* **Texte à lire**:
Le matériel promotionnel de cette 12ème édition sur le thème du récit : les affiche de l’américain Roe Ethridge, ici à droite © Blaise Adilon / Biennale de Lyon
1 300 journalistes et une couverture médiatique sans faille. La 12ème édition de la Biennale d’art contemporain de Lyon a ouvert ses portes le 12 septembre dernier, espérant accueillir autant de monde qu’il y a deux ans, c’est-à-dire près de 200 000 personnes. Cet événement, en France en tout cas, ne trouve pas de concurrent à sa taille.
Car sur ce plan, et malgré son rayonnement culturel incontestable, la capitale est hors jeu. La Biennale de Paris aura eu lieu pour la dernière fois « en vrai » en 1985, et a depuis choisi un mode d’exposition informel moins couteux : l’exposition virtuelle.
Seule française au forum international des biennales
La Biennale de Lyon, en plus d’être concrète, peut, elle, se targuer d’être la seule manifestation française à participer au forum international des biennales. Sylvie Burgat, sa directrice, a confié à nos confrères des Échos qu’elle était « la seconde plus importante biennale d’art en Europe après Venise et dans le top 5 mondial ».

Extraits d'un jeu de données de pointage:
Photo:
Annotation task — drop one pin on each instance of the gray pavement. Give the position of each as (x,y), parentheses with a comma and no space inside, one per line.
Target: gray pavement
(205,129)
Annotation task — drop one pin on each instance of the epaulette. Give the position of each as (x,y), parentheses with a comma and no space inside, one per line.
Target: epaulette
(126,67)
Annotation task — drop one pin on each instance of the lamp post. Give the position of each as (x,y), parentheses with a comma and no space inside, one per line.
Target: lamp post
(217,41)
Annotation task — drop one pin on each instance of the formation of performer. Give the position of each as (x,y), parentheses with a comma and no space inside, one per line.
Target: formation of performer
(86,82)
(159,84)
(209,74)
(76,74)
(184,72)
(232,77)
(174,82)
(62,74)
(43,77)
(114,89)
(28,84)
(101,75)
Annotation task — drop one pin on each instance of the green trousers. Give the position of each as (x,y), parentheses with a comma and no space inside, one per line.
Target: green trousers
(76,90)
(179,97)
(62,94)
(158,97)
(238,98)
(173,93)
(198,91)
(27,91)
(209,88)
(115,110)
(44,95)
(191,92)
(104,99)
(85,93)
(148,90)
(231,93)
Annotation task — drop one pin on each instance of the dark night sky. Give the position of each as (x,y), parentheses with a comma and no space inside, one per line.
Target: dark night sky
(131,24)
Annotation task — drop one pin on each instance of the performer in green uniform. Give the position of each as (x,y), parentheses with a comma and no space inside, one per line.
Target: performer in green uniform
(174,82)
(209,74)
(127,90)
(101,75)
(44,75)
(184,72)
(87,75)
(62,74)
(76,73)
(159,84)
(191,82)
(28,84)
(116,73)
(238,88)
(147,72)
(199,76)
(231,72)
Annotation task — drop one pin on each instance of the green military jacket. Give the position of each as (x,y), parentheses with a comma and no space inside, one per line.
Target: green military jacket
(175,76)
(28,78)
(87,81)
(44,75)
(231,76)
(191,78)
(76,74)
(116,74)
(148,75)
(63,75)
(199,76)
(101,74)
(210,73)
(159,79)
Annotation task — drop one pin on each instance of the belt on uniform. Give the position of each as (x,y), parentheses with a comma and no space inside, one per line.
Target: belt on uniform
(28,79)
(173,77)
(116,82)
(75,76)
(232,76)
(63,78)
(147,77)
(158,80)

* **Travail demandé**: Pouvez-vous recopier à l'identique le passage du texte sur la Biennale de Lyon qui s'ouvre sur les mots « Le matériel promotionnel » et se clôt sur « couteux : l’exposition virtuelle. » ?

* **La solution**:
Le matériel promotionnel de cette 12ème édition sur le thème du récit : les affiche de l’américain Roe Ethridge, ici à droite © Blaise Adilon / Biennale de Lyon
1 300 journalistes et une couverture médiatique sans faille. La 12ème édition de la Biennale d’art contemporain de Lyon a ouvert ses portes le 12 septembre dernier, espérant accueillir autant de monde qu’il y a deux ans, c’est-à-dire près de 200 000 personnes. Cet événement, en France en tout cas, ne trouve pas de concurrent à sa taille.
Car sur ce plan, et malgré son rayonnement culturel incontestable, la capitale est hors jeu. La Biennale de Paris aura eu lieu pour la dernière fois « en vrai » en 1985, et a depuis choisi un mode d’exposition informel moins couteux : l’exposition virtuelle.